EXERCISE DATA:
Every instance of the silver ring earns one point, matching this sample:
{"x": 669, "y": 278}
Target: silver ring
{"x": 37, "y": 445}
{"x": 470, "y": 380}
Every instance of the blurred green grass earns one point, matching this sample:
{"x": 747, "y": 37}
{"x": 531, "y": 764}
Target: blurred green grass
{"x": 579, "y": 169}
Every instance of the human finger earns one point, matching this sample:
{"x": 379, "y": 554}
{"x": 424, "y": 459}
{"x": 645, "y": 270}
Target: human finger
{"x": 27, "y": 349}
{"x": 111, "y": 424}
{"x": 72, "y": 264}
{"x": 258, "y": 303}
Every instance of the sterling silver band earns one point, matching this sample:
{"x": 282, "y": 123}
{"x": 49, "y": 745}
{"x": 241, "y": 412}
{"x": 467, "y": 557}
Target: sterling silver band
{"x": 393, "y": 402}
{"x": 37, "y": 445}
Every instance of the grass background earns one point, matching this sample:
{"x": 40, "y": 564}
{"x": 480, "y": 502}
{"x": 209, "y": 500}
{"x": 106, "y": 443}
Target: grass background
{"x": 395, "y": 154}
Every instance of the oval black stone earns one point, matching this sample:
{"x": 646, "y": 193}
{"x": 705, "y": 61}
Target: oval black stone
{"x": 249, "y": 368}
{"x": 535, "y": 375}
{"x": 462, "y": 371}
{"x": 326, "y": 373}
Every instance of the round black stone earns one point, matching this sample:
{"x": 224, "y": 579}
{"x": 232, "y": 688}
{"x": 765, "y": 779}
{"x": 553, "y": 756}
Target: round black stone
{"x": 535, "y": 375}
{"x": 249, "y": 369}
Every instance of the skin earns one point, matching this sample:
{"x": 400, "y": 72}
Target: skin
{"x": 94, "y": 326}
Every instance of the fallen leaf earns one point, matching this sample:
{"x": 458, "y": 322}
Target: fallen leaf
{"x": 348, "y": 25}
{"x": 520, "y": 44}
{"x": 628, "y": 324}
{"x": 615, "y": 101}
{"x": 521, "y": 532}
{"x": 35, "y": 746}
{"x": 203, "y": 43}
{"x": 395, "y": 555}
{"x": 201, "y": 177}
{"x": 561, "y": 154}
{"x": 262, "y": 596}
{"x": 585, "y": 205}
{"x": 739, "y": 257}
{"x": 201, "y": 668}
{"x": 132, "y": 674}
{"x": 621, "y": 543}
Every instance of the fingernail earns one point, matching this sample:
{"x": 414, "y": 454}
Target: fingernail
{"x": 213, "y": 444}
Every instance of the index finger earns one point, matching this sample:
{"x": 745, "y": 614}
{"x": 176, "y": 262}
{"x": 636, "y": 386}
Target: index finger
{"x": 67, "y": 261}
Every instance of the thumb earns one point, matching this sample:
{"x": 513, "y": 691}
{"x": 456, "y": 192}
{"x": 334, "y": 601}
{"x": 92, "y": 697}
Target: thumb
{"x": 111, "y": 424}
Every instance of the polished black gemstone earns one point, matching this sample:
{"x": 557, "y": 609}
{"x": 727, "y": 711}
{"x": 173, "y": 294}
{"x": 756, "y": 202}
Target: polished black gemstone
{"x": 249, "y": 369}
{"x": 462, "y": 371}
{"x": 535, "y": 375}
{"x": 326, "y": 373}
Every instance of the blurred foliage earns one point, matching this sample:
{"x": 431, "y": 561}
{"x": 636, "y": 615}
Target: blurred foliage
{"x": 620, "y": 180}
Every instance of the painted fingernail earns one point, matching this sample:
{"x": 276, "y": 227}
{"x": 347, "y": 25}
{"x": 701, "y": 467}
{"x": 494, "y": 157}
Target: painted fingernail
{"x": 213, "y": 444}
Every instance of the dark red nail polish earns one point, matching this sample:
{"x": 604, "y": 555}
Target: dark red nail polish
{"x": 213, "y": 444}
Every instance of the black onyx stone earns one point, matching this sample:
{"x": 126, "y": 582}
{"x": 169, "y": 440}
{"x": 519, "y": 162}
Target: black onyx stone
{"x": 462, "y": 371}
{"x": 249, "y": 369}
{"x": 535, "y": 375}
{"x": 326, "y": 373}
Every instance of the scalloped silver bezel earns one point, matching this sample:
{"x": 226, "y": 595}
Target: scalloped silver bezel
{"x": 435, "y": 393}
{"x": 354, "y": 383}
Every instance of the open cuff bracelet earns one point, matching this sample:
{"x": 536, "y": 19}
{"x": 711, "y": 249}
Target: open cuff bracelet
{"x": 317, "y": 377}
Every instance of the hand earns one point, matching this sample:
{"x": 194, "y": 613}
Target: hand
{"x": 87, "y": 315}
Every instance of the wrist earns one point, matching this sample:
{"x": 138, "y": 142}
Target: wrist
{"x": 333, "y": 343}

TASK PROMPT: Print every line of the data above again, reproducing each one character for character and in the same order.

THE RESPONSE:
Every instance of the silver ring earns one point, matching this sample:
{"x": 669, "y": 278}
Target: silver ring
{"x": 37, "y": 445}
{"x": 470, "y": 380}
Every instance of the blurred green grass earns one point, matching this sample:
{"x": 747, "y": 37}
{"x": 531, "y": 764}
Target: blurred green grass
{"x": 579, "y": 169}
Every instance of the human finger earns one point, matching this sample:
{"x": 379, "y": 554}
{"x": 424, "y": 459}
{"x": 645, "y": 270}
Target: human finger
{"x": 27, "y": 349}
{"x": 111, "y": 424}
{"x": 72, "y": 264}
{"x": 258, "y": 303}
Every instance of the sterling silver band earns one point, matching this sample:
{"x": 282, "y": 123}
{"x": 49, "y": 745}
{"x": 241, "y": 412}
{"x": 467, "y": 557}
Target: sterling silver band
{"x": 393, "y": 402}
{"x": 37, "y": 445}
Every instance of the grass background earns one point, matching this sample:
{"x": 40, "y": 564}
{"x": 480, "y": 502}
{"x": 209, "y": 500}
{"x": 106, "y": 443}
Target: grass background
{"x": 395, "y": 154}
Every instance of the oval black stone earns one point, matching this sample:
{"x": 646, "y": 193}
{"x": 705, "y": 61}
Target: oval black stone
{"x": 249, "y": 368}
{"x": 535, "y": 375}
{"x": 462, "y": 371}
{"x": 326, "y": 373}
Every instance of the round black stone earns one point, matching this sample:
{"x": 224, "y": 579}
{"x": 232, "y": 688}
{"x": 765, "y": 779}
{"x": 553, "y": 756}
Target: round black stone
{"x": 535, "y": 375}
{"x": 249, "y": 369}
Every instance of the skin earns one point, matching this sample:
{"x": 400, "y": 72}
Target: skin
{"x": 94, "y": 326}
Every instance of the fallen leaf earns one point, matching this sample:
{"x": 458, "y": 322}
Target: fallen leaf
{"x": 348, "y": 25}
{"x": 520, "y": 44}
{"x": 628, "y": 324}
{"x": 615, "y": 101}
{"x": 521, "y": 532}
{"x": 35, "y": 746}
{"x": 203, "y": 43}
{"x": 395, "y": 555}
{"x": 201, "y": 177}
{"x": 561, "y": 154}
{"x": 262, "y": 596}
{"x": 585, "y": 205}
{"x": 739, "y": 257}
{"x": 201, "y": 668}
{"x": 132, "y": 674}
{"x": 621, "y": 543}
Every instance of the fingernail earns one point, matching this sample:
{"x": 414, "y": 454}
Target: fingernail
{"x": 213, "y": 444}
Every instance of the index finger earns one point, matching this sample:
{"x": 745, "y": 614}
{"x": 176, "y": 262}
{"x": 636, "y": 386}
Target: index finger
{"x": 67, "y": 261}
Every instance of the thumb earns one point, matching this sample:
{"x": 513, "y": 691}
{"x": 456, "y": 192}
{"x": 334, "y": 601}
{"x": 92, "y": 697}
Target: thumb
{"x": 111, "y": 424}
Every instance of the polished black gemstone earns one point, matching this sample:
{"x": 557, "y": 609}
{"x": 727, "y": 711}
{"x": 173, "y": 294}
{"x": 756, "y": 202}
Target: polished black gemstone
{"x": 249, "y": 369}
{"x": 462, "y": 371}
{"x": 535, "y": 375}
{"x": 326, "y": 373}
Every instance of the blurred foliage earns one point, matching this sample:
{"x": 431, "y": 561}
{"x": 636, "y": 615}
Target: blurred foliage
{"x": 620, "y": 180}
Every instance of the painted fingernail earns one point, matching this sample:
{"x": 276, "y": 227}
{"x": 347, "y": 25}
{"x": 701, "y": 467}
{"x": 494, "y": 157}
Target: painted fingernail
{"x": 213, "y": 444}
Every instance of the dark red nail polish earns one point, matching this sample:
{"x": 604, "y": 555}
Target: dark red nail polish
{"x": 213, "y": 444}
Every instance of the black onyx stone earns one point, matching this sample:
{"x": 126, "y": 582}
{"x": 169, "y": 440}
{"x": 519, "y": 162}
Target: black onyx stone
{"x": 462, "y": 371}
{"x": 249, "y": 369}
{"x": 535, "y": 375}
{"x": 326, "y": 373}
Every instance of the scalloped silver bezel earns one point, matching this sample:
{"x": 226, "y": 595}
Target: scalloped silver bezel
{"x": 435, "y": 393}
{"x": 354, "y": 383}
Every instance of the open cuff bracelet earns one point, matching this sample:
{"x": 536, "y": 19}
{"x": 711, "y": 249}
Target: open cuff bracelet
{"x": 317, "y": 377}
Every instance of the hand earns one point, matching this sample:
{"x": 194, "y": 613}
Target: hand
{"x": 87, "y": 315}
Every instance of the wrist earns one point, matching this sample:
{"x": 138, "y": 142}
Target: wrist
{"x": 333, "y": 343}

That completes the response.